JOB: Return every line of the items below that contains the word "dark", treating uppercase and lowercase as different.

DATA LINES:
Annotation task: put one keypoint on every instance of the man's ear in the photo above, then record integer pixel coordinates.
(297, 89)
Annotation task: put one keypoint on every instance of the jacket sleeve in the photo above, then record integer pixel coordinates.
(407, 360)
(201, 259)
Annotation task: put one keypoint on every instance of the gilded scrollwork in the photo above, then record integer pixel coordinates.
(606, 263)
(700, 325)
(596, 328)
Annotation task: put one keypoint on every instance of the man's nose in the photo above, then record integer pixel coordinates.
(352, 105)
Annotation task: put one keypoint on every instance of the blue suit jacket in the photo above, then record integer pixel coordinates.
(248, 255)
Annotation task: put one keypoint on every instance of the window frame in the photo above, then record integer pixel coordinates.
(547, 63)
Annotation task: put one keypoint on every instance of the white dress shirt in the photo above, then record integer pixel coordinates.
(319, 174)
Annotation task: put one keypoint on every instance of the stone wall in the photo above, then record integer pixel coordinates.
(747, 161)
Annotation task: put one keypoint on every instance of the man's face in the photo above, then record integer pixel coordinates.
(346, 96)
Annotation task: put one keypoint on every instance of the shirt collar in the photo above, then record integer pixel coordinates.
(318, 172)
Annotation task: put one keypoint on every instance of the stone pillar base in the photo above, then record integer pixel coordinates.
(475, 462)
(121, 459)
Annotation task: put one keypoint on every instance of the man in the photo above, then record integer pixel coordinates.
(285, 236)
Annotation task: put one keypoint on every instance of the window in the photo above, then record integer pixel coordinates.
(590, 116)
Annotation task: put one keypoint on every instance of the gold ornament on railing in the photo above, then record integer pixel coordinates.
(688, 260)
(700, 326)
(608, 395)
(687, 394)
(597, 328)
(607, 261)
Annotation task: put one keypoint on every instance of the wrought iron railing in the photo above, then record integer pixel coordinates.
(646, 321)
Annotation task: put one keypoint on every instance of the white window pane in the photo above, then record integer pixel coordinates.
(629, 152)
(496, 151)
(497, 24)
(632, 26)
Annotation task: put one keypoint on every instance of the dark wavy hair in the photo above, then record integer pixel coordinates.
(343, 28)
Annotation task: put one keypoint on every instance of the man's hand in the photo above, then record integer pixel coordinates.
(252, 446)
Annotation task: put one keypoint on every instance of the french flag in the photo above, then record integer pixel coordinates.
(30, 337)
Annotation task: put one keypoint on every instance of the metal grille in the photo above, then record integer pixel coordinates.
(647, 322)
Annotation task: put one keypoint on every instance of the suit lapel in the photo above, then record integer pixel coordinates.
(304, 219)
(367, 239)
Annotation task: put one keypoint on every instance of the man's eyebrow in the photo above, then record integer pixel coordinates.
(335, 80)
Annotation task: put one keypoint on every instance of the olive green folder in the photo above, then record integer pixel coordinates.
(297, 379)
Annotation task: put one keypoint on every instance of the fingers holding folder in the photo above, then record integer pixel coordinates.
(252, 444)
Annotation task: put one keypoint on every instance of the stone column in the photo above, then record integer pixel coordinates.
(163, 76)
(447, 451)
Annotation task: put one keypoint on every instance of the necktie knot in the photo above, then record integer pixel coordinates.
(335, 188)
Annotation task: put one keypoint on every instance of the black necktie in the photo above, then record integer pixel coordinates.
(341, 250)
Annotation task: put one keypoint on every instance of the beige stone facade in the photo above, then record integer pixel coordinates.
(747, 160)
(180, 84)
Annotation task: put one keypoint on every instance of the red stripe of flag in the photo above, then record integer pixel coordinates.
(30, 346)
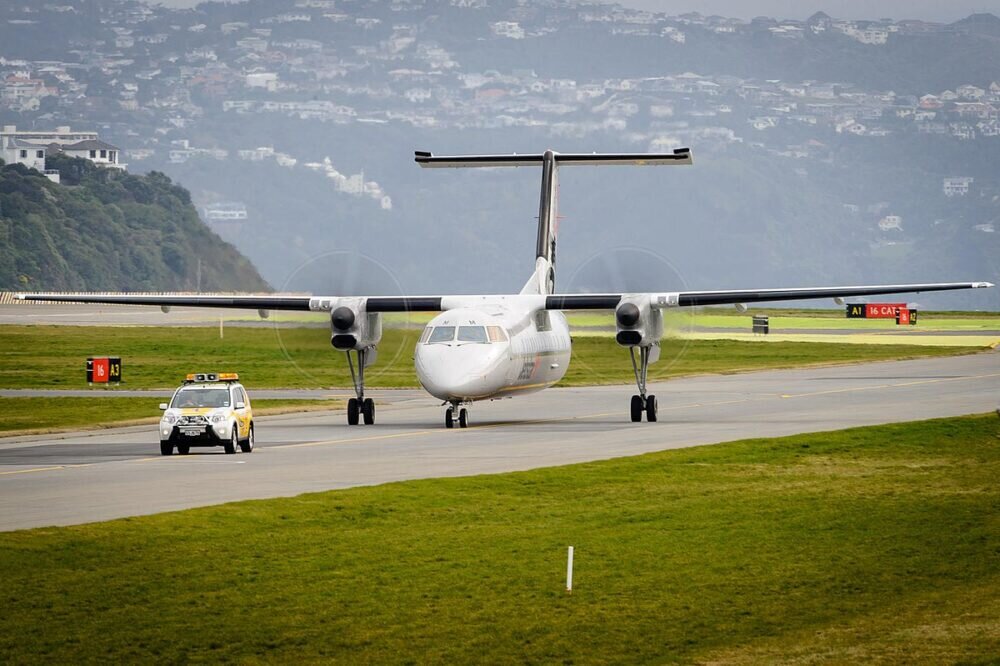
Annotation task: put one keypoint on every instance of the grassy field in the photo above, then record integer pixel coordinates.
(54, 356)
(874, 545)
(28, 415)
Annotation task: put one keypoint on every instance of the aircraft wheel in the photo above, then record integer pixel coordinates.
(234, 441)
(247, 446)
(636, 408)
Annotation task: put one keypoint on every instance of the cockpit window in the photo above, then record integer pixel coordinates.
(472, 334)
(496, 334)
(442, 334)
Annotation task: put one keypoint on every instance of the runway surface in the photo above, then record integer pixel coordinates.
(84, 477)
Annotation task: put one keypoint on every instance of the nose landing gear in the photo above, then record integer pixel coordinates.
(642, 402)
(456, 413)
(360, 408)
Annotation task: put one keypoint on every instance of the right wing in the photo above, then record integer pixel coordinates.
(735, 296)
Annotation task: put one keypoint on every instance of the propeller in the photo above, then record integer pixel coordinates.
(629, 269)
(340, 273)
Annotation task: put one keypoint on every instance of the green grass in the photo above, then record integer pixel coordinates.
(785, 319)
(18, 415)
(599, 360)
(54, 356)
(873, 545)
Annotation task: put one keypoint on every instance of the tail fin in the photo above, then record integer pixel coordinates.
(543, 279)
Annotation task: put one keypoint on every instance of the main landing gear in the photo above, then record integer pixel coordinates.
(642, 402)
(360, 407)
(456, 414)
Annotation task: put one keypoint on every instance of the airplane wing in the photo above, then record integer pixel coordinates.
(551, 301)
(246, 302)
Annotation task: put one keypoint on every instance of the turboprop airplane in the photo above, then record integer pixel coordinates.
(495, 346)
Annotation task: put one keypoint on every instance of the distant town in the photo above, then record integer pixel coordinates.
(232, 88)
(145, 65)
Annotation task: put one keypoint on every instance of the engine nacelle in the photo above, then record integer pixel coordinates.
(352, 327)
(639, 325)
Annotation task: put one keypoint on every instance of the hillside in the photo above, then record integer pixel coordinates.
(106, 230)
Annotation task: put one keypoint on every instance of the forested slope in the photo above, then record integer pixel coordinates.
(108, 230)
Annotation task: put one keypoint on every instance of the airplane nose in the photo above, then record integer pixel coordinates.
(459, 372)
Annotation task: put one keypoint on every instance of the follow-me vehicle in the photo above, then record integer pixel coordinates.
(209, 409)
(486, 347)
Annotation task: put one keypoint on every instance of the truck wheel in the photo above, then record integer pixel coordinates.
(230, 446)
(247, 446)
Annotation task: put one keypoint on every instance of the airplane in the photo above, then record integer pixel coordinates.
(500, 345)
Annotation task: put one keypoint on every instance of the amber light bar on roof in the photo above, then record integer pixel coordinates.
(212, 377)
...
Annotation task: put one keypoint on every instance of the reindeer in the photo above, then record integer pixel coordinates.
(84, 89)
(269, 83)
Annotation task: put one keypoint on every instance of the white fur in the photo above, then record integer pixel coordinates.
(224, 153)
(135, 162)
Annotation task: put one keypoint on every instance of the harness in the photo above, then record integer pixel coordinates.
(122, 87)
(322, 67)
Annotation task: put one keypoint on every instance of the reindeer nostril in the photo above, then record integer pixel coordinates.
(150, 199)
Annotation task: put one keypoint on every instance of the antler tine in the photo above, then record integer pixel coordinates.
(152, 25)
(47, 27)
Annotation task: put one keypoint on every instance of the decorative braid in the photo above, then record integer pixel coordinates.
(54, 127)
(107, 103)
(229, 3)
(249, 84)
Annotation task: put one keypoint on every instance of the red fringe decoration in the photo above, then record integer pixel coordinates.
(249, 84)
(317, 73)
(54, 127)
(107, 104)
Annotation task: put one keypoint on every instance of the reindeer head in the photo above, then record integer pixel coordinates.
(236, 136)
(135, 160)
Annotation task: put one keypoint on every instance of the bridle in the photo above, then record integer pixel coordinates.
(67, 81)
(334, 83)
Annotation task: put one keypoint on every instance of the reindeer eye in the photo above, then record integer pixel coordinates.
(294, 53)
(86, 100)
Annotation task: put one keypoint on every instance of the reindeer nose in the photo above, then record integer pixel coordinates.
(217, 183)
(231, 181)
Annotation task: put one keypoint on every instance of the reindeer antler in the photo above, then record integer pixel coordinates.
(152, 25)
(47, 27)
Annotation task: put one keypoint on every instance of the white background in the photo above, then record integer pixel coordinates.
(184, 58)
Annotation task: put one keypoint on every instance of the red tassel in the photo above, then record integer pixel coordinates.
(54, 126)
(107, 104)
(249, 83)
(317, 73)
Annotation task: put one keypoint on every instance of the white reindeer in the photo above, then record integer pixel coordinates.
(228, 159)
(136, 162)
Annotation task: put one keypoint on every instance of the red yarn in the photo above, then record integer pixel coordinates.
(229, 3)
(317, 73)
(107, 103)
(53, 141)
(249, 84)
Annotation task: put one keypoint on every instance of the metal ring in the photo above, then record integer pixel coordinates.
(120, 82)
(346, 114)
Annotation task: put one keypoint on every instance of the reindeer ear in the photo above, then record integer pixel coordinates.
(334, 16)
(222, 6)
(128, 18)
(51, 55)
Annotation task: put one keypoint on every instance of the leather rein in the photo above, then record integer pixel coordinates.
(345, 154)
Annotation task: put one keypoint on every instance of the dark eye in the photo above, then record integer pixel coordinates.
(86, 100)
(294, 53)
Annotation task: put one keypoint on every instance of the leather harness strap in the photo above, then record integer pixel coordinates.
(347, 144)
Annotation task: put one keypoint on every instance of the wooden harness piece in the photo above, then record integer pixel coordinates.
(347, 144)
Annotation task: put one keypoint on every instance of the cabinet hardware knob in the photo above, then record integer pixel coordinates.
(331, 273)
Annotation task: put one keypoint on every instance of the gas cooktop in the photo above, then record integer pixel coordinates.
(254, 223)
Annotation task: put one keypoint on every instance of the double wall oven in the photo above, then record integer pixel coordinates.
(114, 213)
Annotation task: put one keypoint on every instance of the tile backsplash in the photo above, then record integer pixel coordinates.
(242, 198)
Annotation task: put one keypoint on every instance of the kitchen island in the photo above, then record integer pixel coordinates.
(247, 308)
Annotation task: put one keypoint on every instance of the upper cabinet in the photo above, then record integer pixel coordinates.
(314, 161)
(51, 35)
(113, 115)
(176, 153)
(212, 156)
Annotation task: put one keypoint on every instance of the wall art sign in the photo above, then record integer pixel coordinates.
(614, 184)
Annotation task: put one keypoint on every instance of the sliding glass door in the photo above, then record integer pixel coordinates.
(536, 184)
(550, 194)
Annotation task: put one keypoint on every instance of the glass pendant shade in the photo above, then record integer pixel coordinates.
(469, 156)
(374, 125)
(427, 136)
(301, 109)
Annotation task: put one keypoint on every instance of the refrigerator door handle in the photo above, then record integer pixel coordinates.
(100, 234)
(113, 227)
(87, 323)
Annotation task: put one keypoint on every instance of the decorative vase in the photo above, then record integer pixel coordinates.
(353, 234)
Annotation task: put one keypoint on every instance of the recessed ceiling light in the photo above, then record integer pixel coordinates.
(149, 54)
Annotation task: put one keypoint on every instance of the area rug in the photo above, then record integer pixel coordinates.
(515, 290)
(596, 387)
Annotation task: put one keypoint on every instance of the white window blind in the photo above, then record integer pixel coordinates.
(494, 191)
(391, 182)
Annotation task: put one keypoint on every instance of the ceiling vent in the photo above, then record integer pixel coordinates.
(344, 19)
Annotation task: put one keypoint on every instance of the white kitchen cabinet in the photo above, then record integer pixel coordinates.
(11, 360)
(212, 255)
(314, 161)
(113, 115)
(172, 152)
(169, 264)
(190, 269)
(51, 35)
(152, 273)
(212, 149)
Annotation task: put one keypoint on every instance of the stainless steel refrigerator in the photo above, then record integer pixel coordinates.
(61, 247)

PROBLEM SOLUTION:
Annotation task: put one keypoint on every instance of the dark wavy hair in the photo above, then record integer pixel coordinates.
Annotation task: put one keypoint on every instance of the dark eye in the photo above, then record integer pixel coordinates.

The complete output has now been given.